**Direction**: Set down the lines of the listing verbatim, from the line with "target: <item>sandy beach</item>" up to and including the line with "Trace the outline of every instance of the <item>sandy".

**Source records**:
○ ○ ○ ○ ○

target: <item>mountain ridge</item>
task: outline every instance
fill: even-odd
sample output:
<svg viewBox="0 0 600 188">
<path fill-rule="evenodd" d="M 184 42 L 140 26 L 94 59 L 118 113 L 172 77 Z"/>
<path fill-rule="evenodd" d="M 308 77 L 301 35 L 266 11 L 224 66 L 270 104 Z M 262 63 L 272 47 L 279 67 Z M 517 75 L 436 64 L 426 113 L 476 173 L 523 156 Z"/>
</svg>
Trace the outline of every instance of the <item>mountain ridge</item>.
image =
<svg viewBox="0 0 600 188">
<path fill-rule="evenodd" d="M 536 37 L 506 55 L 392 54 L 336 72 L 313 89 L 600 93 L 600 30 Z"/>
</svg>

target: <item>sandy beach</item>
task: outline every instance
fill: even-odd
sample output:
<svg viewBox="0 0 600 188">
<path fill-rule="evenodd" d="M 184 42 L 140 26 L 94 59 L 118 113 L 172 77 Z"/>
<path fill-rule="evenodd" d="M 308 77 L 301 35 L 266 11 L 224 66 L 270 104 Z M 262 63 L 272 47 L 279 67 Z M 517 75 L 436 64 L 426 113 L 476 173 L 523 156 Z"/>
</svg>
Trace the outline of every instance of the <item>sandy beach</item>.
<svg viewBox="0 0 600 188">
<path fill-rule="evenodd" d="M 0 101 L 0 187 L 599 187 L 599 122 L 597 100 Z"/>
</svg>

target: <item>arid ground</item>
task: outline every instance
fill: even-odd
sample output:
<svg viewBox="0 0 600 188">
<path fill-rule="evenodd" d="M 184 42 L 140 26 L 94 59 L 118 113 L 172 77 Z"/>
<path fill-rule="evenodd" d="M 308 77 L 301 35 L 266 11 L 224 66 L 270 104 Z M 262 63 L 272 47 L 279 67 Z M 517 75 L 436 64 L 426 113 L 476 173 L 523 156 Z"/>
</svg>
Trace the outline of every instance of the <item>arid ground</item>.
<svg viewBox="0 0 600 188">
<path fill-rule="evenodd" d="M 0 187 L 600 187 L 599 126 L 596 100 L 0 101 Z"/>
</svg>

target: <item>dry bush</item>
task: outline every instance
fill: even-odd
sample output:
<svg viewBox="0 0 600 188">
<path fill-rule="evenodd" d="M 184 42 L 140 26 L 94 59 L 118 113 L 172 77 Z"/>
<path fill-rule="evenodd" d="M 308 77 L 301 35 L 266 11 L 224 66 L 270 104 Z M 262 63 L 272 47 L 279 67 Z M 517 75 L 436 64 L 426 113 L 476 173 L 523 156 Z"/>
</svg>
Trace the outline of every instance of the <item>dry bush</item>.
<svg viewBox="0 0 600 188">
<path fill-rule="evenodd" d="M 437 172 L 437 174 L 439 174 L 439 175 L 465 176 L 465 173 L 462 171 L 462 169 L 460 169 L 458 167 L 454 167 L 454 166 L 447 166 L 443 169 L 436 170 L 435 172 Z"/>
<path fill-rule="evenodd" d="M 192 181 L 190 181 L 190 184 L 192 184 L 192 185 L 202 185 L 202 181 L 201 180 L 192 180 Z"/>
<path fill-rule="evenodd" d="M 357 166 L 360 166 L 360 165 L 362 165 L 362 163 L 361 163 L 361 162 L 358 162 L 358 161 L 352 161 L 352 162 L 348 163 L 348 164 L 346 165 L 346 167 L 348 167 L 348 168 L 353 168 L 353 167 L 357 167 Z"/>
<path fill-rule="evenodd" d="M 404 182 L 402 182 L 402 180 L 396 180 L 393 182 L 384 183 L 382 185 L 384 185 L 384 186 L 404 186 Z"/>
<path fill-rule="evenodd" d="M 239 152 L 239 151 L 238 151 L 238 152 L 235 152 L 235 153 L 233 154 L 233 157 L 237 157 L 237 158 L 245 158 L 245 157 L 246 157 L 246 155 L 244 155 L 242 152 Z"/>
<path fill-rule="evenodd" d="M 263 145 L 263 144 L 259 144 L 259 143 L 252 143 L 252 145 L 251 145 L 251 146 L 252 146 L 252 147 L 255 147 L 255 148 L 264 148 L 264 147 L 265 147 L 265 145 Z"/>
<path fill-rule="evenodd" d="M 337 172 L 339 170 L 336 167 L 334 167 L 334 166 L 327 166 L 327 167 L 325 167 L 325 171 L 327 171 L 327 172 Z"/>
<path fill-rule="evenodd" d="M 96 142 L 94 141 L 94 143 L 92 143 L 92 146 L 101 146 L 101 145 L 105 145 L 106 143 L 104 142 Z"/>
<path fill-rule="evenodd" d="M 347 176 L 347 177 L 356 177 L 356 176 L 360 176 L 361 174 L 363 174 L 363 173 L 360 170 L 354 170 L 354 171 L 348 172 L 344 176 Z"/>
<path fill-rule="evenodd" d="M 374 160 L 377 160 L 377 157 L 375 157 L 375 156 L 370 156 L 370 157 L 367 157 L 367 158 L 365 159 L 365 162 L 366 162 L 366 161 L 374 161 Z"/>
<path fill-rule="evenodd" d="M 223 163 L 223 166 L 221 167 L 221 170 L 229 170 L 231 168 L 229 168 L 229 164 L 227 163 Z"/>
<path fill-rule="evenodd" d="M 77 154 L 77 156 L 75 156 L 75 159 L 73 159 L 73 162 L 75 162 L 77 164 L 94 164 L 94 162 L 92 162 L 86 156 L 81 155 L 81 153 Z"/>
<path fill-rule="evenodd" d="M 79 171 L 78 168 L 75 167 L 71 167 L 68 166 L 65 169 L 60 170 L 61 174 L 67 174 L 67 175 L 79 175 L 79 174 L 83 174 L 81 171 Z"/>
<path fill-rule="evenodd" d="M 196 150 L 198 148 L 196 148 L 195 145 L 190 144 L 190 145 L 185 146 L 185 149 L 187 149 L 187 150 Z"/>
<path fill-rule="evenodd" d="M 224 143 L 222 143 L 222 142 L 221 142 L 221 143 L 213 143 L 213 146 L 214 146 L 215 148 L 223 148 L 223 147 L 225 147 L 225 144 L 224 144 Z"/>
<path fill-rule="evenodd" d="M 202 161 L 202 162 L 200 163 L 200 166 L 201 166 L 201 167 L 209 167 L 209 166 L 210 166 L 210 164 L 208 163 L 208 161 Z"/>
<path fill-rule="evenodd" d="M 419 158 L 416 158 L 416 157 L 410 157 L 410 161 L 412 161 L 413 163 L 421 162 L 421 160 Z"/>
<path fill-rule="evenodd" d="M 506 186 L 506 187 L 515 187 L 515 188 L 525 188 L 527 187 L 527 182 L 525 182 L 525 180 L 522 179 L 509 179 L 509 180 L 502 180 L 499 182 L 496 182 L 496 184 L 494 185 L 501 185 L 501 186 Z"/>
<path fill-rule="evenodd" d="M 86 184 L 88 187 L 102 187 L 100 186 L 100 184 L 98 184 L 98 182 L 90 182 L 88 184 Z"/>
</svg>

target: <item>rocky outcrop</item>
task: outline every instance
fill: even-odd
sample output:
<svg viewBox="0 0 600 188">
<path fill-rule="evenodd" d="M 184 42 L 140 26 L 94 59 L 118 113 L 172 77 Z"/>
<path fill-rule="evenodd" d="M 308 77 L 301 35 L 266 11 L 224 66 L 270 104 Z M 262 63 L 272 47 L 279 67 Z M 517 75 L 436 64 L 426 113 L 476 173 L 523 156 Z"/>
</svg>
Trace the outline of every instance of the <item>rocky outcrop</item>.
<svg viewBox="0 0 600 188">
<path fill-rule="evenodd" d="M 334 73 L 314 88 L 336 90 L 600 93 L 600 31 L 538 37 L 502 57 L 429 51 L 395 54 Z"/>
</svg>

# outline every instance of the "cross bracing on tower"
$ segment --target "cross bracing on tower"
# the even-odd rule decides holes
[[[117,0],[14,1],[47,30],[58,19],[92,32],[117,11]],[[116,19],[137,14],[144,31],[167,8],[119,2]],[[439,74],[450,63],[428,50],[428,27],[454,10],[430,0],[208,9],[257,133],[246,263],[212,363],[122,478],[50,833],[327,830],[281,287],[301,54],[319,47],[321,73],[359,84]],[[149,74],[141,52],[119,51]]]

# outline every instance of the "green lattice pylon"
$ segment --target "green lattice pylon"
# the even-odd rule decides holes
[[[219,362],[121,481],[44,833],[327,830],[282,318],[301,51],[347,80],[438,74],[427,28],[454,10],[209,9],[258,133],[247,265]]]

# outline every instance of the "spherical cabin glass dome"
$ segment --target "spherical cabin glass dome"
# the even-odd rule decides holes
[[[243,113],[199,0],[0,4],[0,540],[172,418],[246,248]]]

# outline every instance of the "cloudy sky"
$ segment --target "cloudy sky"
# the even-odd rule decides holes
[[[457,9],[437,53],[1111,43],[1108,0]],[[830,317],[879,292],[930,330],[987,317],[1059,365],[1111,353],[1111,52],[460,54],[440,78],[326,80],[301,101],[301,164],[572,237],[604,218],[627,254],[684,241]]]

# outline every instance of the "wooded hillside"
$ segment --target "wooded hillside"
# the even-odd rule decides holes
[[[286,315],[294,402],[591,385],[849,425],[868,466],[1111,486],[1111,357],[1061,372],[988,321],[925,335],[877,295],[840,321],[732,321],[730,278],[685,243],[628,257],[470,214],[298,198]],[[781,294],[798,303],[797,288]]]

○ ○ ○ ○ ○

**Written answer**:
target: <item>sandy beach</item>
task: outline every instance
fill: even-odd
sample output:
<svg viewBox="0 0 600 188">
<path fill-rule="evenodd" d="M 184 42 L 140 26 L 94 59 L 118 113 L 172 77 Z"/>
<path fill-rule="evenodd" d="M 308 77 L 301 35 L 266 11 L 224 66 L 270 104 Z M 262 63 L 272 47 L 279 67 Z M 517 75 L 436 64 L 426 113 L 476 173 L 523 156 Z"/>
</svg>
Trace the outline of every instance of the <item>sandy beach</item>.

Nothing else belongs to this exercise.